▸ 指示 1
敬語を扱った原文の中で「」に入れて示されている語句を、すべて挙げてください。
▸ 指示 2
敬語を扱った原文のうち、「敬語へのモチベーションのあげ方」から始まり「難しいのではないでしょうか。」で終わる部分を、「モチベーション」を「やる気」に変えたうえで書き直してください。
━━ 原文
みなさんは、自分の日常生活の中でどのぐらい敬語に触れていると思いますか?働いている人ならもちろん「ビジネス」だったり、お店などの接客を受ける際の「サービス」が挙げられると思います。私が敬語を教える前に、まずどんな状況で敬語を聞くのか学生にヒアリングをしているのですが、意外と「初対面の人と会った時には敬語を使う!」ことを知らない人が多いと感じました。敬語の勉強を始める前、ほとんどの人は「ビジネス場面や年上の人と話す時に使う」ことは知っていますが、なかなかこの答えに辿り着く人はわずかなような気がします。
敬語を使う際、年齢だけを考えて敬語が必要かどうか考えるのは、非常に危険です。ネイティブが敬語を使う時のことを考えてみると、年上の人には敬語を使うのはもちろんですが、同年代・同じ年齢の人にだって敬語を使うときもあります。実際のところ、私たちは「相手との距離」によって、使う相手を選んでいるのではないでしょうか。
敬語へのモチベーションのあげ方
他の国にも、敬語のように丁寧さを表す話し方や言葉は存在すると思いますが、日本の敬語ほどシステムがしっかり作られているものはないと思います。「自分の国では敬語なんてないし、カジュアルが好きだから敬語なんて必要ない!」と感じる学生も少なくはないので、無理に勉強させる必要もないのかもしれません。しかし、現実に日本に住んでいれば、嫌でも敬語に触れなければいけない状況はあります。自分は使わないとしても、相手から話しかけられるのは敬語なので、敬語を完全に切り離して生活するのは難しいのではないでしょうか。
━━━━
━━ 提供資料
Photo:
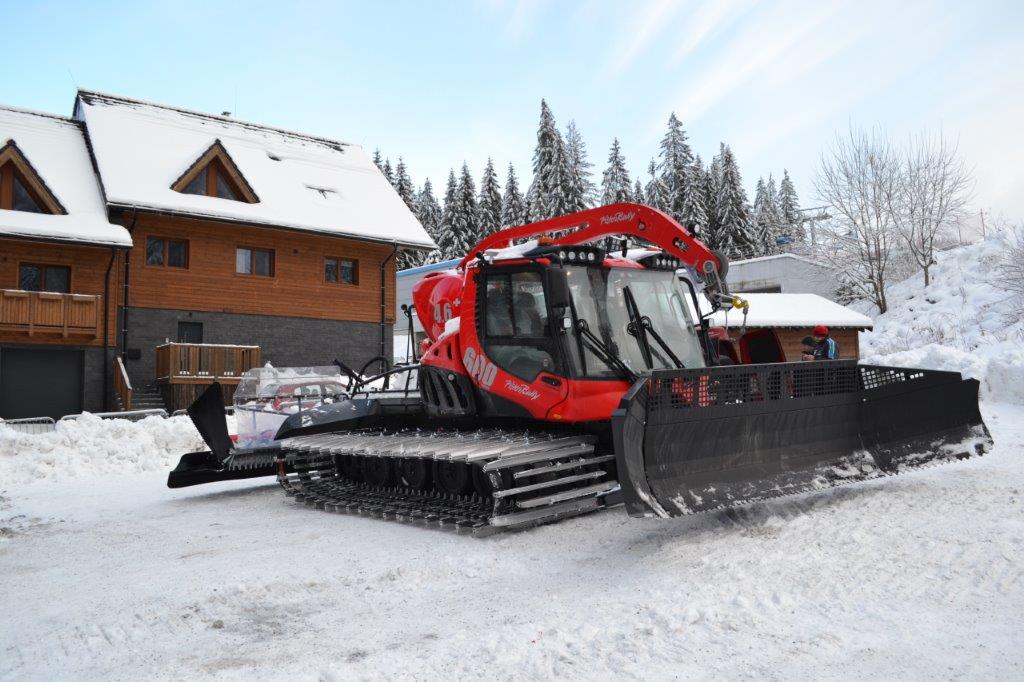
━━━━
▸ 最終回答 1
- 「ビジネス」
- 「サービス」
- 「初対面の人と会った時には敬語を使う!」
- 「ビジネス場面や年上の人と話す時に使う」
- 「相手との距離」
- 「自分の国では敬語なんてないし、カジュアルが好きだから敬語なんて必要ない!」

▸ 最終回答 2
敬語へのやる気のあげ方
他の国にも、敬語のように丁寧さを表す話し方や言葉は存在すると思いますが、日本の敬語ほどシステムがしっかり作られているものはないと思います。「自分の国では敬語なんてないし、カジュアルが好きだから敬語なんて必要ない!」と感じる学生も少なくはないので、無理に勉強させる必要もないのかもしれません。しかし、現実に日本に住んでいれば、嫌でも敬語に触れなければいけない状況はあります。自分は使わないとしても、相手から話しかけられるのは敬語なので、敬語を完全に切り離して生活するのは難しいのではないでしょうか。